#### [Assignment]
Continue the blog post below about taking olives to the mill, starting right after its last sentence.

##### Text for analysis #####

TheWayfaringTree

By FergInCasentino

The oil

This morning a chap pulls up in the ubiquitous Suz-zuki jeep as she is pronounced hereabouts. Looking for the one they call the ‘scozzese’ - the ee-landerrre, the kilted one. He has heard from the consigliere I talked to yesterday that I was looking for a milling partner.

A confused conversation ensued. I explained that I’dleft my quintals with the mill but my interlocutor seemed to think was yet to take them to the mill.

The upshot is that F and I drive down to the mill with his two sacks - two sacks! - of olives in his ever-hotter jeep, him telling me how to preserve potatoes as if I’d come up the Arno in a pistachio boat.

We go through the same Eastwoodesque procedure of looks, obeisance and acceptance. My oil is ready but containers have I none. I buy three 5l tins at €3 a piece and the younger woman now sorting me outs fills the tins and then uses a step up to get the necessary purchase to drive the stoppers in.

Soon we are on our way home again, F railing for all he’s worth at every good-for-nothing politician under the sun for the right piecemeal f…ery of right piecemeal improvements that are made each year to the tortuous Casentino to Arezzo road.

##### The data #####

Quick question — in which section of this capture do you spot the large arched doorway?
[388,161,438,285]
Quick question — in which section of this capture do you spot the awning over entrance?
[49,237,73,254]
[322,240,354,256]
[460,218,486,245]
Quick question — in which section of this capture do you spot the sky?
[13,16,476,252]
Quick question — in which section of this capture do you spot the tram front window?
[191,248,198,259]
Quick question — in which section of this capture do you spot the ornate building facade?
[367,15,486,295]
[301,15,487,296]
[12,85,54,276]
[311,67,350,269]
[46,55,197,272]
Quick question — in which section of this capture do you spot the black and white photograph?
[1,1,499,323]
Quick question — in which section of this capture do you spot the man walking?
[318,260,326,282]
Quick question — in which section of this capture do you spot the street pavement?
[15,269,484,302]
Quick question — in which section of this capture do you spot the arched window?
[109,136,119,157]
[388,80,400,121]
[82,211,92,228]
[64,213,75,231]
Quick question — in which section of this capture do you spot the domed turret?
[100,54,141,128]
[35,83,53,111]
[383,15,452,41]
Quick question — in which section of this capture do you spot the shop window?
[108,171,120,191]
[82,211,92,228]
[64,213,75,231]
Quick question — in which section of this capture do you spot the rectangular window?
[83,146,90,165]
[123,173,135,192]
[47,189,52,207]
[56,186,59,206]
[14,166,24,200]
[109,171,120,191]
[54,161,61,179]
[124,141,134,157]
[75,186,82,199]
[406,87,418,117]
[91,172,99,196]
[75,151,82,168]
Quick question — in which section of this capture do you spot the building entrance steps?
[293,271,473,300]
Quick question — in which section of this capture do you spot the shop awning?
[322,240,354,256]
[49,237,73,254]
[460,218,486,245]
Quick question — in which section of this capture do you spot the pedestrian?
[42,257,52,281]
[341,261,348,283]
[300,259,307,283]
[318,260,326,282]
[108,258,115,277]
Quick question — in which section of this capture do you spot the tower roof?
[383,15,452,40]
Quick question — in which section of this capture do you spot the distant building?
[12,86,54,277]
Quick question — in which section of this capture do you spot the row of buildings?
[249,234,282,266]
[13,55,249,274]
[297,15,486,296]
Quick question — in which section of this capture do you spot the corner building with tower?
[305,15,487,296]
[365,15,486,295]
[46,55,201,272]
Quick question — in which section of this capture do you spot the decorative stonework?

#####

#### [Answer]
I’ve yet to try the oil. It really is - in all its lovely 11 litres - extra virgin, pretty much cold processed, locally grown with minimal shit sprayed or added, oil. No crafty second or third pressings. Just the real essential stuff, the essence, full of the antioxidants, phenols, and Zoe-love-in add ons. It’s so good, says Pres-elect, that apparently you can inject it directly to ward off Covid, malaria , dengue fever and the ubiquitous pols looking to take the populace and their roads for a ride.

It was, as they say, a journey. I’ve loved - you’ll understand in a sometimes confused and understated way - every coruscating, prickly, scratched minute of it. From the planting, to the endless rotavating , pruning and grass cutting and then the ladder-wobbly, perilous picking to the final treasure of the oil and its life-enhancing and forgiving quality.

Post script: as I pondered writing this entry I was podding the last of the cannellini and borlotti beans.